PROVIDED RECORDS START

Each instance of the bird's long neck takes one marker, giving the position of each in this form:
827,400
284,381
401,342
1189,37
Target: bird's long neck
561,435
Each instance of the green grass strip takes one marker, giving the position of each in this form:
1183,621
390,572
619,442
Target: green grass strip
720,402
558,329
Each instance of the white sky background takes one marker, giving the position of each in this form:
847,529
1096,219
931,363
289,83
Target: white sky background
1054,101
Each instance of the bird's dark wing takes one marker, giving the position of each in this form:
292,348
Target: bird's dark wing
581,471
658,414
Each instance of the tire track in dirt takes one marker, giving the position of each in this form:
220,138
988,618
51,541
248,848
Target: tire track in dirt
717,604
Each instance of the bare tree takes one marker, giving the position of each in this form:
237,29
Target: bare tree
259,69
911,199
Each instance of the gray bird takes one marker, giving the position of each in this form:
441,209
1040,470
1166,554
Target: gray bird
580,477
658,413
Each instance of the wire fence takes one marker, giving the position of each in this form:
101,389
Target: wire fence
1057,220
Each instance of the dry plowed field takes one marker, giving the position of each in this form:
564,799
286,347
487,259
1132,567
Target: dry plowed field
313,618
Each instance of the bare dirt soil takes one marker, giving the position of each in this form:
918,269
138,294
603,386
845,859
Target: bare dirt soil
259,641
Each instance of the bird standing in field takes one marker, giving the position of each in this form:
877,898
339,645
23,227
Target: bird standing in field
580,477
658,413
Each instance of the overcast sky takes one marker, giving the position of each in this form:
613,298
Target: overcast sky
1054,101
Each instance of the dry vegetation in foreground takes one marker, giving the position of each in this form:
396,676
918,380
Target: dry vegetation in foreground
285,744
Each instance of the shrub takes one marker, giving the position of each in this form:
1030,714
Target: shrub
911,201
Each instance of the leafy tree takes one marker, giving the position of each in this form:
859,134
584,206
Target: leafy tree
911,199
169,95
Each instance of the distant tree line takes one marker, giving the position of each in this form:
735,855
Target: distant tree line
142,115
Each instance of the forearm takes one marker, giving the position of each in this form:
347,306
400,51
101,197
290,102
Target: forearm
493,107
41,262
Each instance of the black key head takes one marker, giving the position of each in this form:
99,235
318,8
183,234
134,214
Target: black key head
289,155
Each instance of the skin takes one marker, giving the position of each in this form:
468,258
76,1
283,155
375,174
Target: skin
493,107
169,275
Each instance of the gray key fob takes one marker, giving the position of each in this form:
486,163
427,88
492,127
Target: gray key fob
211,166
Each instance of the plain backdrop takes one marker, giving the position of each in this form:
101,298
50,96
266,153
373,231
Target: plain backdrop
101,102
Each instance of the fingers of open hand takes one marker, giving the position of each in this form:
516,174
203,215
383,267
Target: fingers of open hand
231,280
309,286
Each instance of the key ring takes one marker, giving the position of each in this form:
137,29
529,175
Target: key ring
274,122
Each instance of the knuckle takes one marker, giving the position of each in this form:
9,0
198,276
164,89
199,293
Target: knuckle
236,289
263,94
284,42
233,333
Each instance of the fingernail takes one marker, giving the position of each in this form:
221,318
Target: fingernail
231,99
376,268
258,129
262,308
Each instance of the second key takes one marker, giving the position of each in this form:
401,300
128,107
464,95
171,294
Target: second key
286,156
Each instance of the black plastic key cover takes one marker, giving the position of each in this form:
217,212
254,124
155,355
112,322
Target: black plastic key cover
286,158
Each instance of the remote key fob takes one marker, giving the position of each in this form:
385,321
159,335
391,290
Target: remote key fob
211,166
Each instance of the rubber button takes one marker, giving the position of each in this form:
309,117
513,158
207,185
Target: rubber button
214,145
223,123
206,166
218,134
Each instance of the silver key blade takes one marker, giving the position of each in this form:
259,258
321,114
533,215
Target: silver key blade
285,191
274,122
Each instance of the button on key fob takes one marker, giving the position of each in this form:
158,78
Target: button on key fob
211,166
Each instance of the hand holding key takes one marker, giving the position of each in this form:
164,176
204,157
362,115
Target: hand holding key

PROVIDED RECORDS END

● TASK DIRECTIONS: A bare number is the whole answer: how many lines in the listing hold the string "holding".

● RESPONSE AREA: 2